▸ **Stated problem**: Return, word for word, everything in the sauger fishing thread from "## dwwv4 (Nov" down to "isn't big enough.".

==== Document passage

# Pipesmokers December 3rd Catch



## corkster_00 (Dec 30, 2005)

29 total today, 2-3lb7ozers 1 3lb1ozer


----------



## neocats1 (Oct 14, 2006)

great batch if fish guys. Congrats.


----------



## cadyshac (Dec 9, 2005)

Hey guys ease up on the posts before people start thinking there are fish in that filthy river......LOL
Nice catch, I bet you had a blast!
Cady


----------



## DJA (Jun 18, 2004)

That does it ! I'm getting a pipe tomorrow


----------



## multi species angler (Feb 20, 2006)

http://www.ohiogamefishing.com/forums/showthread.php?t=59269&page=2 Just replace the word eyes with the word sauger.


----------



## BassMasterFlash (Oct 3, 2006)

I'm going to drive around Mays lick Ky looking for 3 guys smoking pipes. Then follow them to their fishing hole. Great catch.


----------



## dwwv4 (Nov 12, 2006)

don"t you guys get it....... its not the pipes.. its the way you hold your mouth while your fishing.. the pipe keeps your mouth in proper alienment??? sorry guys i just had to go there.... trying to make myself feel better looking at those hog sauger.... keep posting them fish, it keeps me in the hunt.


----------



## bttmline (Apr 7, 2004)

I have always wanted to hit the river for sauger but my boat isn't big enough.
Tim


----------



## snake69 (Sep 26, 2005)

Honestly....what the *^!%* do ya need a boat fer? Been fishin' it for years and only started taking the boat this year.....and *always* brought fish home!!!


----------



## C J Hughes (Jan 24, 2006)

What a nice catch of saugers , great picture . Have you been catching any blue cats this year when you have been fishing for sauger this fall ? I have caught more blues this fall than any year in the past .


----------



## bttmline (Apr 7, 2004)

What is the Kentucky limit on sauger?
Tim


----------



## peple of the perch (Sep 13, 2004)

wow. great job on the saugers.


----------



## corkster_00 (Dec 30, 2005)

limit on the Ohio River is 10 each


----------

========
==== Entries

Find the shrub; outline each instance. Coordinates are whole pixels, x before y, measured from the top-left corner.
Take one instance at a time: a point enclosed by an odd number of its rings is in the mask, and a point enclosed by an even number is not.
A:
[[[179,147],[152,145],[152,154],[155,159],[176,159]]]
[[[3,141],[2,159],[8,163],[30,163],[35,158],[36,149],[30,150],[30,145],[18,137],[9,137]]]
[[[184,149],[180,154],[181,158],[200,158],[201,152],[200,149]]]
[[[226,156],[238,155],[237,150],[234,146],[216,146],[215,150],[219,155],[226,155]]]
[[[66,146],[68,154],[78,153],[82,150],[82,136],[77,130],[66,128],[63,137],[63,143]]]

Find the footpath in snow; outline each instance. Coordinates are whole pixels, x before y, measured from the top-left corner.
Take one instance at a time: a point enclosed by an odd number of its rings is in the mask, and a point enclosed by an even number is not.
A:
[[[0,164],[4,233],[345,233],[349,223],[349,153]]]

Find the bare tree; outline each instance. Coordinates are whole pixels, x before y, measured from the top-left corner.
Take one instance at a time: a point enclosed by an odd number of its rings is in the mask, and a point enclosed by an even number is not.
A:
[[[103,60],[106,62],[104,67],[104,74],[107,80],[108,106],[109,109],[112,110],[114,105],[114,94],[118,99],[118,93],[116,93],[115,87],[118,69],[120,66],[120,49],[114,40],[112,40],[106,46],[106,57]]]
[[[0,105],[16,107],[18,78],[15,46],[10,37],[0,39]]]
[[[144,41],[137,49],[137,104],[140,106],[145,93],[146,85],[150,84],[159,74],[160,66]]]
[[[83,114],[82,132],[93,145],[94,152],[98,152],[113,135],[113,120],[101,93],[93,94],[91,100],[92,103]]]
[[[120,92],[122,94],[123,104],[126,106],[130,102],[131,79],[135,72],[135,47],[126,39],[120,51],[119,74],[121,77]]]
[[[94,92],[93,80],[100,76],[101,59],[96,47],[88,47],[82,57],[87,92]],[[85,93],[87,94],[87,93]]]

========

▸ **Output of the task**:
## dwwv4 (Nov 12, 2006)

don"t you guys get it....... its not the pipes.. its the way you hold your mouth while your fishing.. the pipe keeps your mouth in proper alienment??? sorry guys i just had to go there.... trying to make myself feel better looking at those hog sauger.... keep posting them fish, it keeps me in the hunt.


----------



## bttmline (Apr 7, 2004)

I have always wanted to hit the river for sauger but my boat isn't big enough.